▸ Required action: Within the data below, count every line that includes "positive" and report the total alone.

▸ Dataset:
------------------------------
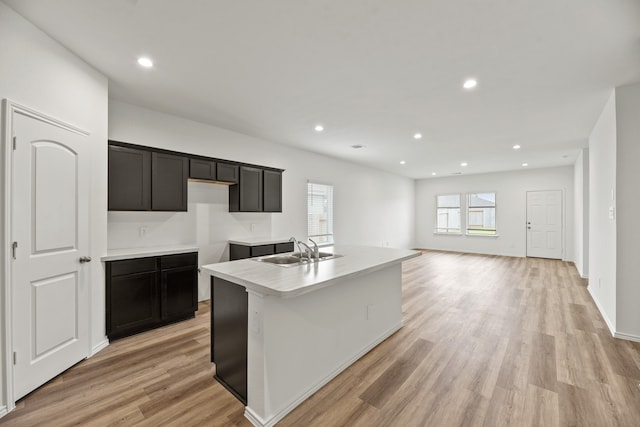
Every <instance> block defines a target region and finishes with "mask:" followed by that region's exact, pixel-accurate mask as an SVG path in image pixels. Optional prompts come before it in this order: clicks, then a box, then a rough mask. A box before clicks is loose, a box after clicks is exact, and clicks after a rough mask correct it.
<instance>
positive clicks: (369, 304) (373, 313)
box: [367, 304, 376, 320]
------------------------------
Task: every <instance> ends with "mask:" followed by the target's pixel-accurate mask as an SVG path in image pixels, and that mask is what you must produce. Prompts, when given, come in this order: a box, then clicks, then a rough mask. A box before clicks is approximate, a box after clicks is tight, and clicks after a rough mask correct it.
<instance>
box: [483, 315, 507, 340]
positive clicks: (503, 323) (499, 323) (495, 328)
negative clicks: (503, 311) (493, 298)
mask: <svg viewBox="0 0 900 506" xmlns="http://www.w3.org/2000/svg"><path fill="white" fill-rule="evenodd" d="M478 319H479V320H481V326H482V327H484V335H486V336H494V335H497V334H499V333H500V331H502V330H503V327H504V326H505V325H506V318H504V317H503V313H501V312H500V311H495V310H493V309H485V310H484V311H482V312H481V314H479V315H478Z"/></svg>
------------------------------
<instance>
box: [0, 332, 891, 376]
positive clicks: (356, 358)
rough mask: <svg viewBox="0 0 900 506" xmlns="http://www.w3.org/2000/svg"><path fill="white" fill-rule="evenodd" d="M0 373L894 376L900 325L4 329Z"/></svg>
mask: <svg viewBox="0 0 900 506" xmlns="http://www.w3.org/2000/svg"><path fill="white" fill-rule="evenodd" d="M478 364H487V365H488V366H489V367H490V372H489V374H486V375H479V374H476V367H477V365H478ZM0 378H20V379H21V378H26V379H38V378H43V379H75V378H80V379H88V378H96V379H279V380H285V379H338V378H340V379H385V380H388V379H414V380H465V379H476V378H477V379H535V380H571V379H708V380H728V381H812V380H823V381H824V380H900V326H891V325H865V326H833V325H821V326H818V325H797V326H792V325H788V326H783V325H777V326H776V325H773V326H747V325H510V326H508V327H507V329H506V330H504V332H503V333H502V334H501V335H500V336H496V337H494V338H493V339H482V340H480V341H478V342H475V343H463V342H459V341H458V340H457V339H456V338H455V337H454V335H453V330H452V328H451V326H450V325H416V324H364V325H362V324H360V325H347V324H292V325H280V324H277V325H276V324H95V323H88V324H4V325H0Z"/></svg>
------------------------------
▸ Output of the exercise: 3